■ **To do**: Duplicate everything in the records from the line that contains "Question: Looking at the image above, can you locate the distant" down to the line that contains "[4,44,110,80]", both of those lines included.

■ **Available records**:

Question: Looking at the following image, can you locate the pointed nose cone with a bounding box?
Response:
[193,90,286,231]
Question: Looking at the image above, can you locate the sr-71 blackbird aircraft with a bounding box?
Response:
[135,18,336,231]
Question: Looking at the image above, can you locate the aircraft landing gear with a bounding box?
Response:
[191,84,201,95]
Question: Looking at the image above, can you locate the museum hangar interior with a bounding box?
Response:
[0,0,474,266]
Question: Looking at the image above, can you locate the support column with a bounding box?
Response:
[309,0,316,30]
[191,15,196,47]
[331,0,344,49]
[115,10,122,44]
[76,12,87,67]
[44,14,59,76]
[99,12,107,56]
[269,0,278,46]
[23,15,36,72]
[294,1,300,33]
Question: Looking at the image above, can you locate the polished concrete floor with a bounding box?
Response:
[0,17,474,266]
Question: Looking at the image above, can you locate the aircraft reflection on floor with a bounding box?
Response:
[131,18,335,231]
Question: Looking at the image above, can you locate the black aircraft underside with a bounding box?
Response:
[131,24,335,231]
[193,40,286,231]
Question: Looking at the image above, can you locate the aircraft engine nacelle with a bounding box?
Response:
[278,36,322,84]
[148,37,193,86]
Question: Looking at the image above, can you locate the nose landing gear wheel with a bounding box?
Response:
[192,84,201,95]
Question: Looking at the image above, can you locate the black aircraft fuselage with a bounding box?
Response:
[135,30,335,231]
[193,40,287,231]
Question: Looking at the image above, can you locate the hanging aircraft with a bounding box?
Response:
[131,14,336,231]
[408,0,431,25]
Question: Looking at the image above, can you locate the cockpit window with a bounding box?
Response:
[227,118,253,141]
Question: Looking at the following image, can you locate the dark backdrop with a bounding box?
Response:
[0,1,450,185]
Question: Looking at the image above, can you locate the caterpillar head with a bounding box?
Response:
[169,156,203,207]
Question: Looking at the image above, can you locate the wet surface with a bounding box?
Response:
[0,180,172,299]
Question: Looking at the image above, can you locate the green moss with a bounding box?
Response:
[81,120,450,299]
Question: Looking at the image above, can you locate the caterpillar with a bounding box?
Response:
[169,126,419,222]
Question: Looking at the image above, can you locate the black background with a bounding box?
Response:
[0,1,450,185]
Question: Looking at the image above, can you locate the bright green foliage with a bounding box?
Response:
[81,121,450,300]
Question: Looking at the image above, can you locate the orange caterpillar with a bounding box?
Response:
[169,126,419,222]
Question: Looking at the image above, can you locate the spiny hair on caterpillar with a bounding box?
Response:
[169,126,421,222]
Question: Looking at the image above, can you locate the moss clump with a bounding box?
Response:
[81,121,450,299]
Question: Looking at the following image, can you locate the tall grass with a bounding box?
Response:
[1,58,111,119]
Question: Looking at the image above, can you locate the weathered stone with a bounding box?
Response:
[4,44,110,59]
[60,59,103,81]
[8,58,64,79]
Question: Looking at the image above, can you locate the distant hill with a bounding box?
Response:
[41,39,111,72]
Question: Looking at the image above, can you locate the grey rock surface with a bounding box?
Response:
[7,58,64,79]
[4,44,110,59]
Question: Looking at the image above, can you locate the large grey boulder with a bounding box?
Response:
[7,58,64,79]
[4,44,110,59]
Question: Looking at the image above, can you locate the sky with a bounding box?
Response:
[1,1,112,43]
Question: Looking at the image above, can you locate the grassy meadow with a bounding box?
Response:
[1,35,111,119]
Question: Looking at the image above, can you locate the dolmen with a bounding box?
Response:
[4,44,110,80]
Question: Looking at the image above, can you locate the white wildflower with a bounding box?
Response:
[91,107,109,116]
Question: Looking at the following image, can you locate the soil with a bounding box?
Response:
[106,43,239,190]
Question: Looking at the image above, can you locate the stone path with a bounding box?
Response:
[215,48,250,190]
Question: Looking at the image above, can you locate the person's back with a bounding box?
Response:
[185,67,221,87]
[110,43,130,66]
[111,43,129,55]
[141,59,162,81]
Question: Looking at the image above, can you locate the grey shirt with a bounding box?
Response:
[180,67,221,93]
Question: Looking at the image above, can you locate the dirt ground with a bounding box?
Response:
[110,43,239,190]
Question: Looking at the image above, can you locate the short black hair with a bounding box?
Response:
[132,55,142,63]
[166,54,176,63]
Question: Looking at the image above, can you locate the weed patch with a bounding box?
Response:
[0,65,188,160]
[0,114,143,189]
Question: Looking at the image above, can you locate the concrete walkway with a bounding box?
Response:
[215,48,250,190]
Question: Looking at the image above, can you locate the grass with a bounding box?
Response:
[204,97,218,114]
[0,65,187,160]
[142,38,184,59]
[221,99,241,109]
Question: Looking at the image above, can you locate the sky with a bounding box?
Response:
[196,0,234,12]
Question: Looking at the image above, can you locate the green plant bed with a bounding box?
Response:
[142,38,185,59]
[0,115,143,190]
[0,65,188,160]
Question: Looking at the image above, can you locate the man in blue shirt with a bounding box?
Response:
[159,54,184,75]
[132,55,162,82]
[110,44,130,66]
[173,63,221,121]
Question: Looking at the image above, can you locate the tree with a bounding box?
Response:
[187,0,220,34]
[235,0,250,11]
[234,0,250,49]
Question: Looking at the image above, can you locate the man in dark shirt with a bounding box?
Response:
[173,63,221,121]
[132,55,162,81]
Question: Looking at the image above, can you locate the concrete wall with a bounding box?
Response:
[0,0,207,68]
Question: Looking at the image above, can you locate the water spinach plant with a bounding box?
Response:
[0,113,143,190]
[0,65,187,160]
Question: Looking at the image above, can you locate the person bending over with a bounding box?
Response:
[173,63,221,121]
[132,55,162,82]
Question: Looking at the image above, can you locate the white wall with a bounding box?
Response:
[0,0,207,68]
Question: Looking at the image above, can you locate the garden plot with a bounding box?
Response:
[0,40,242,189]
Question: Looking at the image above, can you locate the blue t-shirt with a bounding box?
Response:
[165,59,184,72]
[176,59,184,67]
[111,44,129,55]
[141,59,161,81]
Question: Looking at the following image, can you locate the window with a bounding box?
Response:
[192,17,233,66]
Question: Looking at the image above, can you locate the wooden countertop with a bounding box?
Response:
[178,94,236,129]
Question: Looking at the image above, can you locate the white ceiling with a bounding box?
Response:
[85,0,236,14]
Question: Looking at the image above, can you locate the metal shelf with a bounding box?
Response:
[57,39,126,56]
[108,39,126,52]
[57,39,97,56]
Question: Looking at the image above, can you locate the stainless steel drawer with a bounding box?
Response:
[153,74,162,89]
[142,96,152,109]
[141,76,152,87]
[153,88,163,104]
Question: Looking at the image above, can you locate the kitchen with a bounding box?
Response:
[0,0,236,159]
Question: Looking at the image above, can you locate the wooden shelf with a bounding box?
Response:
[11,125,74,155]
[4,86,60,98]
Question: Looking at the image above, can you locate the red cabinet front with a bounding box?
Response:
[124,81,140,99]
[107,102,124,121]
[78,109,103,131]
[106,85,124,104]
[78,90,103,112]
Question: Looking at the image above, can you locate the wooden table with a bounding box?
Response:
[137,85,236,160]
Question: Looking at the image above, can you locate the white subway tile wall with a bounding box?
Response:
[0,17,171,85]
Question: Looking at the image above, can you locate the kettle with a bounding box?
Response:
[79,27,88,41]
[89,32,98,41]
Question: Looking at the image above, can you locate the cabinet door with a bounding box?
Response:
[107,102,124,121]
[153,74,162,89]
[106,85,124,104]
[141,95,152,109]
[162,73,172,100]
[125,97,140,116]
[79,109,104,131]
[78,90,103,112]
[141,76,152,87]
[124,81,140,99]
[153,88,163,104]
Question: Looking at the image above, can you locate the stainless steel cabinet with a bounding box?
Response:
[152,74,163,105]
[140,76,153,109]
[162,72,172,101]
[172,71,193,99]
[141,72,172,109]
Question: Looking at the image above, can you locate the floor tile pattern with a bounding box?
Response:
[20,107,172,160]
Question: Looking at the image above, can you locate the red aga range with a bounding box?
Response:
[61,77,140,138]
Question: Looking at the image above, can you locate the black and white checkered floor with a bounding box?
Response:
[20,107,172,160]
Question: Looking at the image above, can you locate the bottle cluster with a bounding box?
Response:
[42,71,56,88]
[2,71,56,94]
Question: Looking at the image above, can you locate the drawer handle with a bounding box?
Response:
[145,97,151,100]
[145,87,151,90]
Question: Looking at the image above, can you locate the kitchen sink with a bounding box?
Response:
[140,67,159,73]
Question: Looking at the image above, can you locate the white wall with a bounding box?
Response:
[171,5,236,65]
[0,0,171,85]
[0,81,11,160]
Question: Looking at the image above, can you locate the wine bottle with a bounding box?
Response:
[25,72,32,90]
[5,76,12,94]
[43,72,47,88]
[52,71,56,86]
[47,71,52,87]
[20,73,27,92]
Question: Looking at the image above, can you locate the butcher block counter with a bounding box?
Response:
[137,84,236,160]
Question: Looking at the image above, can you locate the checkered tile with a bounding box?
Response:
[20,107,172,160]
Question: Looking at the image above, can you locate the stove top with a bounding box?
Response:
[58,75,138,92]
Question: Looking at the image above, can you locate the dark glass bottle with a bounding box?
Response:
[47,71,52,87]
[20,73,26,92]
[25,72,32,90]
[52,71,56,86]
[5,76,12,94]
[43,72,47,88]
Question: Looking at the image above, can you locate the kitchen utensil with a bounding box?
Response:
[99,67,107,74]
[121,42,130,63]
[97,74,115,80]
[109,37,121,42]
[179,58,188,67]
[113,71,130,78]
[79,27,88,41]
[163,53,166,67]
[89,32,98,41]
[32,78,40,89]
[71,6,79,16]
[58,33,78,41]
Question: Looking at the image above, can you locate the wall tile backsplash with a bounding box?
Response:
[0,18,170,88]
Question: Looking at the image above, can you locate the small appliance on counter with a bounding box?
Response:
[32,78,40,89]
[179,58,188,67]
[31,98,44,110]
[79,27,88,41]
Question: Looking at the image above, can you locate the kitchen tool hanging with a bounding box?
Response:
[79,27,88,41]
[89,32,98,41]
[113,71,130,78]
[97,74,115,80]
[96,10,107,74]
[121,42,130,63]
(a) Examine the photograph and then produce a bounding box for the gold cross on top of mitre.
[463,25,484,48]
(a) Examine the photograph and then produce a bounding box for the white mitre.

■ **Expected output**:
Question: Looking at the image above, can you locate the distant hill with a bounding box?
Response:
[41,39,111,72]
Question: Looking at the image above, can you locate the grey rock surface with a bounding box?
Response:
[7,58,64,79]
[4,44,110,59]
Question: Looking at the image above, can you locate the large grey boulder with a bounding box?
Response:
[7,58,64,79]
[4,44,110,59]
Question: Looking at the image above, can you locate the sky with a bounding box?
Response:
[1,1,112,43]
Question: Looking at the image above, can you locate the grassy meadow with a bounding box?
Response:
[1,35,111,119]
Question: Looking at the image above, can you locate the dolmen with a bounding box?
Response:
[4,44,110,80]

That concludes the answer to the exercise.